◆ **The request**
Please copy out the lines below word for word, leaving out the pictures.
# # # #
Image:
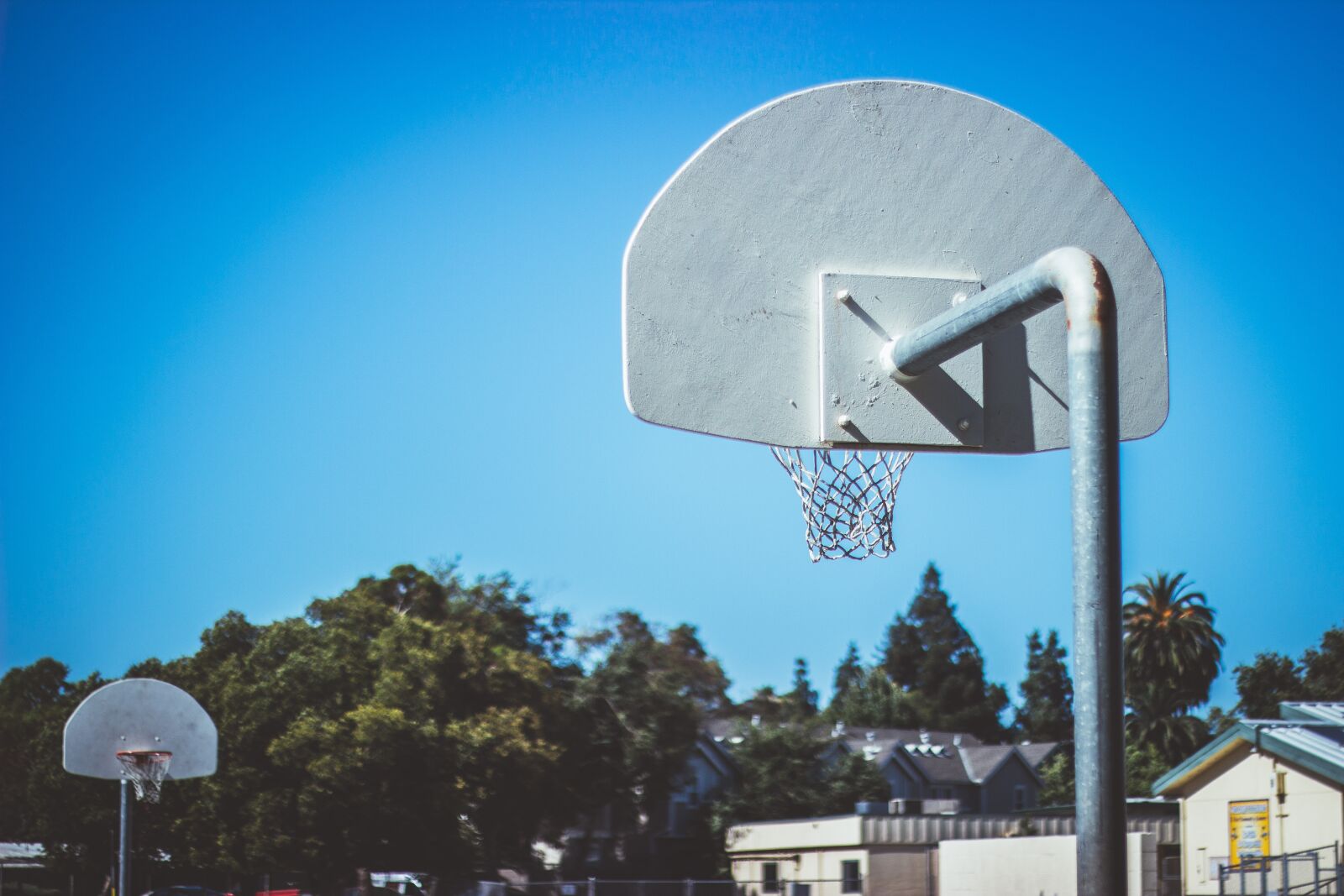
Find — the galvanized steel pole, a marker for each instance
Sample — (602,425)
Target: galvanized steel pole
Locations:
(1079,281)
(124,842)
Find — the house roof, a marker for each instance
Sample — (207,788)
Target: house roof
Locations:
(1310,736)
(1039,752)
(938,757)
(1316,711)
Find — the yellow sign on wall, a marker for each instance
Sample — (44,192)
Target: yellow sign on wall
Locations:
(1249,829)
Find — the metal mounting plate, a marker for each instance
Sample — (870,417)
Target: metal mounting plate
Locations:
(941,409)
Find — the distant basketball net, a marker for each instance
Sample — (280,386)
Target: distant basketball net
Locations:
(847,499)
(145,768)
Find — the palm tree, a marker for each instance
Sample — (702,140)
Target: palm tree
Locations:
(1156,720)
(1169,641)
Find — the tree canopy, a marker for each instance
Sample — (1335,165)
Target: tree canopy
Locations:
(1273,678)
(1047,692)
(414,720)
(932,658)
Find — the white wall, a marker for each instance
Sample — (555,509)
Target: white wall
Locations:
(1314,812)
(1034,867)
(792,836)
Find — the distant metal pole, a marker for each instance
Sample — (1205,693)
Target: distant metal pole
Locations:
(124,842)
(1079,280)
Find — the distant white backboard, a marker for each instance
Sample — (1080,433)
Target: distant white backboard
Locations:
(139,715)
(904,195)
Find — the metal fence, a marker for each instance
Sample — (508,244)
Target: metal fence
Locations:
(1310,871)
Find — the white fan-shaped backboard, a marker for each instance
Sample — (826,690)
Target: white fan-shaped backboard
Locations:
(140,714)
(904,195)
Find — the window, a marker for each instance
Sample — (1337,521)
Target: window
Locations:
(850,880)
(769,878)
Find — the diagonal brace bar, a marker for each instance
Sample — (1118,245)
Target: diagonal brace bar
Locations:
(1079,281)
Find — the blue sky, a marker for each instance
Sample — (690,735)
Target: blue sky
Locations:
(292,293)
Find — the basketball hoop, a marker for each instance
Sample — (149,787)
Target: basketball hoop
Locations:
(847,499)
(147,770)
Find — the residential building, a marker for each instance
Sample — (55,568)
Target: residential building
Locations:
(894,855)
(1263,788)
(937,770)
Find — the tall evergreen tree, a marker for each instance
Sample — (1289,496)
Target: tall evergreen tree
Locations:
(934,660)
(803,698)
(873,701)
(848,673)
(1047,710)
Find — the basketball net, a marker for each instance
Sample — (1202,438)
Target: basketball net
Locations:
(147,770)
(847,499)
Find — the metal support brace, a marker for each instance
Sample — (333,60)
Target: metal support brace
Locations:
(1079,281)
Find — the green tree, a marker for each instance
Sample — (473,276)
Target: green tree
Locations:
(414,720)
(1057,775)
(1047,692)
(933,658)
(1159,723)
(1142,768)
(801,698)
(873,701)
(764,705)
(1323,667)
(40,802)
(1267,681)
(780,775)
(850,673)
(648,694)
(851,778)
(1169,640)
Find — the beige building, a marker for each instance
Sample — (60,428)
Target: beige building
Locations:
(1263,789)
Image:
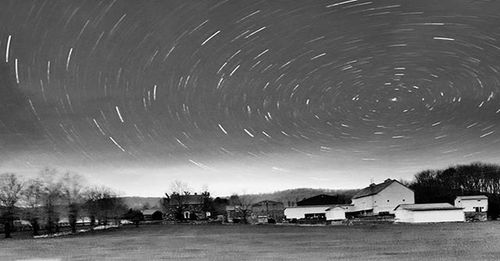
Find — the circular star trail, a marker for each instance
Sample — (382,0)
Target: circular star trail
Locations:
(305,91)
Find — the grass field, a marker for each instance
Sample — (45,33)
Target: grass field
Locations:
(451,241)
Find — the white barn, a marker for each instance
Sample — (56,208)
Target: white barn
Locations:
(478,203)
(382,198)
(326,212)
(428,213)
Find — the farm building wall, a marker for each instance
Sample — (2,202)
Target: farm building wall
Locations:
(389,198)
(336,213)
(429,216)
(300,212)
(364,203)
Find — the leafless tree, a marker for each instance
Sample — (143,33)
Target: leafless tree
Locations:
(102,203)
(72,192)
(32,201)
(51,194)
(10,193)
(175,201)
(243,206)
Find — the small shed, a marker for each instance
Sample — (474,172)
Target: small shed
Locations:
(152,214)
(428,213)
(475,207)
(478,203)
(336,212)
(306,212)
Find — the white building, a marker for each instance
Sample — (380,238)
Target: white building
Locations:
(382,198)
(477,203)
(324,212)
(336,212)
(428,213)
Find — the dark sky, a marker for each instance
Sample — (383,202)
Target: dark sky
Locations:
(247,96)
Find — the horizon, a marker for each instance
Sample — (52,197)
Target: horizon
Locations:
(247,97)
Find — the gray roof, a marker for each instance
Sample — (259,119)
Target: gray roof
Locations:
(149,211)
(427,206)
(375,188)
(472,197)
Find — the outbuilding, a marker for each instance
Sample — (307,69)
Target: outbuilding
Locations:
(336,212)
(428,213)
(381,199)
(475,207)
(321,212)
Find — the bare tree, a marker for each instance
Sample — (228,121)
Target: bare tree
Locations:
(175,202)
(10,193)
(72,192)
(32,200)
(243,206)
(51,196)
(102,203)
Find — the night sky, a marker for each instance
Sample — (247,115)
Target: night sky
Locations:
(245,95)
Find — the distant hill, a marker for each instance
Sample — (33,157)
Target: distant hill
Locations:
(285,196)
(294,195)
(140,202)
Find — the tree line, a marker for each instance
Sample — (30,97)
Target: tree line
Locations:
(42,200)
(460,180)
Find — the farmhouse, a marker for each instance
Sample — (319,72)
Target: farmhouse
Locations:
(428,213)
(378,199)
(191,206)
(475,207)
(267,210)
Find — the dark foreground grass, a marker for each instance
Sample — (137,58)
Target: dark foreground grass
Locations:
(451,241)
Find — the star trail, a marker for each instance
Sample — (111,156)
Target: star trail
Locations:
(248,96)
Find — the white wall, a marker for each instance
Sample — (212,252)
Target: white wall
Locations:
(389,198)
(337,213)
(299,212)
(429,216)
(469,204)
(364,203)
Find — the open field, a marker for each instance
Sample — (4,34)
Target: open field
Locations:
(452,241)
# # # #
◆ **The solution**
Image:
Find — the galvanized steel pole, a marker for each instance
Sample — (602,425)
Target: galvanized steel pole
Locations:
(1079,281)
(124,842)
Find — the house roof, a marker for each instance
Sample — (207,788)
Target: house roof
Locations:
(1310,736)
(1039,752)
(938,757)
(1316,711)
Find — the yellow sign on wall, a marker for each instance
Sample — (44,192)
Target: yellow sign on wall
Locations:
(1249,829)
Find — the metal mounting plate, a marker for each instance
Sample — (870,417)
Target: metal mounting plate
Locations:
(941,409)
Find — the distant basketball net, a marker for each instance
Sample — (280,386)
Target: distant basketball net
Locations:
(847,499)
(145,768)
Find — the palm tree, a marker for each instance
Sample — (702,140)
Target: palm tree
Locations:
(1156,720)
(1169,641)
Find — the tree canopy, a marker for each instance
Sample — (1335,165)
Target: tree canopy
Locations:
(1273,678)
(1047,692)
(414,720)
(932,658)
Find — the white wall, a marker for each instance
Sample — (555,509)
Target: white wall
Locations:
(1314,812)
(1034,867)
(792,836)
Find — the distant metal pole, a marker for each instance
Sample — (1205,693)
Target: distant metal pole
Locations:
(124,842)
(1079,280)
Find — the distant white backboard, a marker for each instance
Sample — (1080,433)
Target: distant white backboard
Locations:
(139,715)
(904,195)
Find — the metal fence, a marker for each instance
Sample — (508,244)
Target: metal fence
Locations:
(1310,871)
Find — the white fan-shaped backboard, a marker for each instance
Sample — (826,690)
Target: white fan-shaped backboard
Locations:
(140,714)
(904,195)
Find — the window, a marker for each instance
Sample — (1337,521)
Target: window
Locations:
(850,880)
(769,878)
Find — the diagonal brace bar, a marker for each instance
Sample — (1118,245)
Target: diagonal brace bar
Locations:
(1079,281)
Find — the blue sky, a marker for each instance
Sample — (690,735)
Target: blue sky
Locations:
(292,293)
Find — the basketball hoop, a marker for each instance
Sample — (149,787)
Target: basketball hoop
Locations:
(847,499)
(147,770)
Find — the residential building, a marker for each instance
Sample — (55,568)
Target: residential building
Locations:
(894,855)
(1263,788)
(937,770)
Find — the tall evergreen tree, a marker for each instance
Sample — (1289,496)
Target: tall evergreen tree
Locations:
(934,660)
(803,698)
(873,701)
(848,673)
(1047,710)
Find — the basketball net, a marker for each instance
Sample — (1202,438)
Target: basketball net
Locations:
(147,770)
(847,499)
Find — the metal support brace, a marker for each instance
Sample — (333,60)
Target: metal support brace
Locations:
(1079,281)
Find — the green tree, a marker for each instance
Sample — (473,276)
Target: green tree
Locations:
(414,720)
(1057,775)
(1047,692)
(933,658)
(1159,723)
(1142,768)
(801,698)
(873,701)
(764,705)
(1323,667)
(40,802)
(1267,681)
(780,775)
(850,673)
(648,694)
(851,778)
(1169,640)
Find — the beige building, a marker for each instance
Sample — (60,428)
Target: beige building
Locations:
(1263,789)
Image:
Find — the circular star trail, a marker for each instance
Sample — (382,0)
Target: circular star trail
Locations:
(305,91)
Find — the grass field, a marker for each instance
Sample — (45,33)
Target: grass field
Locations:
(451,241)
Find — the white barn, a marker for each instance
Sample — (56,208)
Target: white barn
Locations:
(478,203)
(382,198)
(326,212)
(428,213)
Find — the farm building wall, a marker for each instance
Sample — (2,202)
Target: farm building wall
Locations:
(389,198)
(336,213)
(429,216)
(300,212)
(364,203)
Find — the leafless tree, a marker for each instance
Sample — (143,33)
Target: leafless tree
Locations:
(102,203)
(72,192)
(32,201)
(51,194)
(10,193)
(175,201)
(243,206)
Find — the small shed, a marker for each instance
Sample — (474,172)
Target: small shed
Locations:
(152,214)
(428,213)
(475,207)
(478,203)
(336,212)
(306,212)
Find — the white building, a marker for each instance
Sample — (380,238)
Target: white building
Locations:
(382,198)
(477,203)
(324,212)
(336,212)
(428,213)
Find — the dark sky, a marker for each instance
Sample — (383,202)
Target: dark sky
Locations:
(247,96)
Find — the horizon, a marker for each instance
Sample — (52,197)
Target: horizon
Locations:
(247,97)
Find — the gray roof, a marker for each instance
Sample — (259,119)
Target: gray roof
Locations:
(149,211)
(427,206)
(375,188)
(472,197)
Find — the outbuilding, a marker for each instance
Sample — (307,69)
Target: outbuilding
Locations:
(336,212)
(428,213)
(381,199)
(475,207)
(321,212)
Find — the bare tree, a marker for each instance
Sample — (228,121)
Target: bare tree
Locations:
(175,202)
(10,193)
(72,192)
(32,200)
(243,206)
(51,196)
(102,203)
Find — the night sky, a marker for each instance
Sample — (247,115)
Target: night sky
Locations:
(245,95)
Find — the distant hill, a marker for each instance
Sample — (33,157)
Target: distant hill
Locations:
(285,196)
(294,195)
(140,202)
Find — the tree line, a marker for each instance
Sample — (30,97)
Target: tree line
Locations:
(42,200)
(460,180)
Find — the farmhouse, a marker for each instance
Sample — (319,72)
Target: farmhouse
Locations:
(428,213)
(378,199)
(191,206)
(475,207)
(267,210)
Find — the dark foreground grass, a marker for each instance
Sample — (137,58)
Target: dark foreground grass
Locations:
(451,241)
Find — the star trail, a marker for each instance
Sample — (111,156)
Target: star trail
Locations:
(248,96)
Find — the white wall, a marker for each instance
Sample — (212,252)
Target: white wall
Locations:
(389,198)
(337,213)
(299,212)
(429,216)
(469,204)
(364,203)
Find — the open field, a marker for each instance
Sample — (4,34)
Target: open field
Locations:
(452,241)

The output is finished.